* **Your goal**
Reproduce word for word the passage of the Lucia di Lammermoor review below, starting at "Lucia di Lammermoor: Triumph" and ending at "dozen years later.".

* **Document excerpt**
_____
Monday, March 24, 2014

Lucia di Lammermoor: Triumph of Madness at LA Opera



By Rodney Punt

There is grand opera and then there is great opera. Lucia di Lammermoor at Los Angeles Opera is both. Nearly two centuries after its premiere in 1835, its grisly flights of vocal frights can still give us the shivers. Which is just what it's doing at the Dorothy Chandler Pavilion in an expressionistic new staging, featuring a top-notch cast and a precision-led, well-projected orchestra. Once again, Lucia di Lammermoor is reveals itself a supreme masterpiece of early Romantic opera. 

At the time of its origins, Rossini had retired and Bellini was in his grave. As the reigning Italian opera composer, Donizetti must have felt a sense of liberation to reach for new heights in this work. Lucia's famous mad scene, for instance, sets the template for Giuseppe Verdi's similar one for Lady Macbeth a dozen years later.

Opera’s progressive camps often dismiss the “bel canto” style for tendencies to hoary dramatics and musical clichés, and, with a story based on one of Sir Walter Scott’s most gruesomely dark thrillers, Lucia, is certainly of this milieu. It mixes more plot devices -- blood feuds, forbidden love, forced marriage, spousal abuse, hallucination and insanity -- than any season of Mad Men.
_____
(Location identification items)
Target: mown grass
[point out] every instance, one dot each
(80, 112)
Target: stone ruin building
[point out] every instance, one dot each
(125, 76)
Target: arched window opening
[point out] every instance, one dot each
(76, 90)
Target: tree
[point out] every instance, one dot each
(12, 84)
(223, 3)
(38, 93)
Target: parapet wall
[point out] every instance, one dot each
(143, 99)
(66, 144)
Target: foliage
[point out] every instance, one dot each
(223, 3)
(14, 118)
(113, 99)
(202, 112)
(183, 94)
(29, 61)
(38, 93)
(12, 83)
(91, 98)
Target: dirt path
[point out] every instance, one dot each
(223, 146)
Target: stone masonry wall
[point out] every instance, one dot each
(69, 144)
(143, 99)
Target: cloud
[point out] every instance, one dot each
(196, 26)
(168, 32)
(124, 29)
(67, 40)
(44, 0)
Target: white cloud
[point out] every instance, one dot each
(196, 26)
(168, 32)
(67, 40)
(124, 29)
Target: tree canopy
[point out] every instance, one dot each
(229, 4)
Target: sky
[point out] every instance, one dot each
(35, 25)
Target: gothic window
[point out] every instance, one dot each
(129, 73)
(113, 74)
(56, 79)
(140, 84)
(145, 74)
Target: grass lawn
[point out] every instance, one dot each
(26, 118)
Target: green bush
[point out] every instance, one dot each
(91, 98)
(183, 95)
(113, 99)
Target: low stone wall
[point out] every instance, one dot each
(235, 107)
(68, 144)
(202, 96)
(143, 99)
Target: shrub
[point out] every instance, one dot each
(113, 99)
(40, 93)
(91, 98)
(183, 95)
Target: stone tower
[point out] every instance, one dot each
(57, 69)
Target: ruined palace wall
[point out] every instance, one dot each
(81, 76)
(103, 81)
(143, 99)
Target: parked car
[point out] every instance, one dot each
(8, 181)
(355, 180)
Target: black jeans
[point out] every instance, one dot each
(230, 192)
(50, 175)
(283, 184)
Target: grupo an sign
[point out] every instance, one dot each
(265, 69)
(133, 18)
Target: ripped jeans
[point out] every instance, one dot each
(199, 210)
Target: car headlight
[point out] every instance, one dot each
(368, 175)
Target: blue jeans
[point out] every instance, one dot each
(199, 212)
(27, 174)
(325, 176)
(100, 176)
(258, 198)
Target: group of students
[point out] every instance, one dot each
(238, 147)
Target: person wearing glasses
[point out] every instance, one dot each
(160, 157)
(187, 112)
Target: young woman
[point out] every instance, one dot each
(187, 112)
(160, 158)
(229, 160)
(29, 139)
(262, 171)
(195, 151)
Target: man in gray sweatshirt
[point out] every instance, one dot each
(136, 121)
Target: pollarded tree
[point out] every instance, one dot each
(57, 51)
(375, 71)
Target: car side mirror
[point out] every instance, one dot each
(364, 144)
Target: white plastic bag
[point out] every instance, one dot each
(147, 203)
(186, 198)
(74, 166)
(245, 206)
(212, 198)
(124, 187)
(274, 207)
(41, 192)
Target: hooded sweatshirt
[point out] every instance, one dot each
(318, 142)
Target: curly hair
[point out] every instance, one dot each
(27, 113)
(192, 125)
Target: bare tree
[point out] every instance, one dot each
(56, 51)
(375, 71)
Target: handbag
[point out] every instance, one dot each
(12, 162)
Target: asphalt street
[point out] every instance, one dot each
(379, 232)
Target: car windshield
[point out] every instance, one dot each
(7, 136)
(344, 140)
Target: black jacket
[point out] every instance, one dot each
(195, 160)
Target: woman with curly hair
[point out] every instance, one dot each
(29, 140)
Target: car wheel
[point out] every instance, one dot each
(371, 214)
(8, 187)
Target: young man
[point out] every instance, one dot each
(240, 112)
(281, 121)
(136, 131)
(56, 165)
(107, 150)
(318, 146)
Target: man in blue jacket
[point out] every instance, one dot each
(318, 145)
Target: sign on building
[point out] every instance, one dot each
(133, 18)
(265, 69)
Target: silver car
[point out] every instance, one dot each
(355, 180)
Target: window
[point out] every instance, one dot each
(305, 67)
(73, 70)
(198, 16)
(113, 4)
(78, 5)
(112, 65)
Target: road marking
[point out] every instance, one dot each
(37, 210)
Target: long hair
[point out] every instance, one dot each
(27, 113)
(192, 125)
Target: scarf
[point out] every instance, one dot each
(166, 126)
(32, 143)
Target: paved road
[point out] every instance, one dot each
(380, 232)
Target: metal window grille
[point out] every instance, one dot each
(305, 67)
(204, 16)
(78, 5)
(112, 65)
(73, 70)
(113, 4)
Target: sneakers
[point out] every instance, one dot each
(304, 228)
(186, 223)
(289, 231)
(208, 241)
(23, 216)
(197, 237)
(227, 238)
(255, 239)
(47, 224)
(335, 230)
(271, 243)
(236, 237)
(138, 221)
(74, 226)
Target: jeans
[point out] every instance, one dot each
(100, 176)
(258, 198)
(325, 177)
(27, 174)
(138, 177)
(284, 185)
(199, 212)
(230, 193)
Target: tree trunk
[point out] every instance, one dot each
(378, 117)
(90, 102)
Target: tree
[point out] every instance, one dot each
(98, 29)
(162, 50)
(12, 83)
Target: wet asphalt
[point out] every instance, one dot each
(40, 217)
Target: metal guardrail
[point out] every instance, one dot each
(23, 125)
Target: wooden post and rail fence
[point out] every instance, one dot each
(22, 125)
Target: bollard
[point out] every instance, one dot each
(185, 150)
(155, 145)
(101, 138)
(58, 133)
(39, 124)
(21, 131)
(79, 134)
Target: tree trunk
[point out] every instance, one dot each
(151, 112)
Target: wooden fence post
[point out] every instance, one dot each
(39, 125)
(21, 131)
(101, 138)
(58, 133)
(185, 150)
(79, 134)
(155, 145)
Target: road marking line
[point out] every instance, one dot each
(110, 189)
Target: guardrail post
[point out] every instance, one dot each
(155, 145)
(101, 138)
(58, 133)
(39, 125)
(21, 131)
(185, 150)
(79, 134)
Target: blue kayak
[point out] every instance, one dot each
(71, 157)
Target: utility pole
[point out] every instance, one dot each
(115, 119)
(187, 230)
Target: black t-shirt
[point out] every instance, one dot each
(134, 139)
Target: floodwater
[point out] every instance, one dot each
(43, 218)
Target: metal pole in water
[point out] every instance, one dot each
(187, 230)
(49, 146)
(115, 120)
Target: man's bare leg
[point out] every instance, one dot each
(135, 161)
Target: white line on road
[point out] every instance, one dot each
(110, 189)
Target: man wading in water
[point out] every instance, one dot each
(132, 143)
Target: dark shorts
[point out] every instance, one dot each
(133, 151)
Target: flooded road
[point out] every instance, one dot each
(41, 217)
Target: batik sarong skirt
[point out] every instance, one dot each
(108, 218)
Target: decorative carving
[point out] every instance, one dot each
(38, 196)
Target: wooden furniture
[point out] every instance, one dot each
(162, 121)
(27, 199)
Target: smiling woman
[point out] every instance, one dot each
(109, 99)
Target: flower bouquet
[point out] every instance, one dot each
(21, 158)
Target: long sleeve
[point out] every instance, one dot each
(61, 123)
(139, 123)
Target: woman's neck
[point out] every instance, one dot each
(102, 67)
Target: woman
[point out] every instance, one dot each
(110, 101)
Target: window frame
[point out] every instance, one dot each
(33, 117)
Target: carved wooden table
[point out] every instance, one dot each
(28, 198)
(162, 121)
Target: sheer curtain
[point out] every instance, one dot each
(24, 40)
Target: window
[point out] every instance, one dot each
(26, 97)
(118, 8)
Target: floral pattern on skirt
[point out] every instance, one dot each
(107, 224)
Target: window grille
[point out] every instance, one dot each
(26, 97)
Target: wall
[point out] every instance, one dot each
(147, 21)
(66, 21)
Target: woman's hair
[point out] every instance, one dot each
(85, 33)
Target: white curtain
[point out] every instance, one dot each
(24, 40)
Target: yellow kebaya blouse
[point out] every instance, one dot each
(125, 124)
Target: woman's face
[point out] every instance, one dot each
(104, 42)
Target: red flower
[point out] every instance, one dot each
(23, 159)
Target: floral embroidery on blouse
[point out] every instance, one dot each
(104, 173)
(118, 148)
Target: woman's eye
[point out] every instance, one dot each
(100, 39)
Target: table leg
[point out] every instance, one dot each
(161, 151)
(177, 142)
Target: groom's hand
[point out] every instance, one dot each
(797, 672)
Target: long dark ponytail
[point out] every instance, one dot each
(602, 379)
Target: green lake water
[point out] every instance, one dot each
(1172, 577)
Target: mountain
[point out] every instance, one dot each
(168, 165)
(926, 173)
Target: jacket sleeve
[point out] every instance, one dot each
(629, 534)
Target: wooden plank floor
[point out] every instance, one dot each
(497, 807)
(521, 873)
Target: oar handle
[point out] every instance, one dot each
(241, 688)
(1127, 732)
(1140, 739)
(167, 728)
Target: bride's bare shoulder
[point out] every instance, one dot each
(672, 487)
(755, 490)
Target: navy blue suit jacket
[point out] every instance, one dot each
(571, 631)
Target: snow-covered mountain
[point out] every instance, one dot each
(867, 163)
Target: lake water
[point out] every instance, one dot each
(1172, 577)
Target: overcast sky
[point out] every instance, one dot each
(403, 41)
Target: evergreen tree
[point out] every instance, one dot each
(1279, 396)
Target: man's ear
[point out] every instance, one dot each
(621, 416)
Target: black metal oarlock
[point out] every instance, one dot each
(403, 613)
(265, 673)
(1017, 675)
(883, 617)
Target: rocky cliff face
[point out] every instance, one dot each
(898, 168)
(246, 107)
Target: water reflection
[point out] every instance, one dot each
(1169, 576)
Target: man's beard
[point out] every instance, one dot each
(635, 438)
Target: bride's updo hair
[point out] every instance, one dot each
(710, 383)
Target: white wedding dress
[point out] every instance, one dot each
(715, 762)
_____
* **Exercise answer**
Lucia di Lammermoor: Triumph of Madness at LA Opera



By Rodney Punt

There is grand opera and then there is great opera. Lucia di Lammermoor at Los Angeles Opera is both. Nearly two centuries after its premiere in 1835, its grisly flights of vocal frights can still give us the shivers. Which is just what it's doing at the Dorothy Chandler Pavilion in an expressionistic new staging, featuring a top-notch cast and a precision-led, well-projected orchestra. Once again, Lucia di Lammermoor is reveals itself a supreme masterpiece of early Romantic opera. 

At the time of its origins, Rossini had retired and Bellini was in his grave. As the reigning Italian opera composer, Donizetti must have felt a sense of liberation to reach for new heights in this work. Lucia's famous mad scene, for instance, sets the template for Giuseppe Verdi's similar one for Lady Macbeth a dozen years later.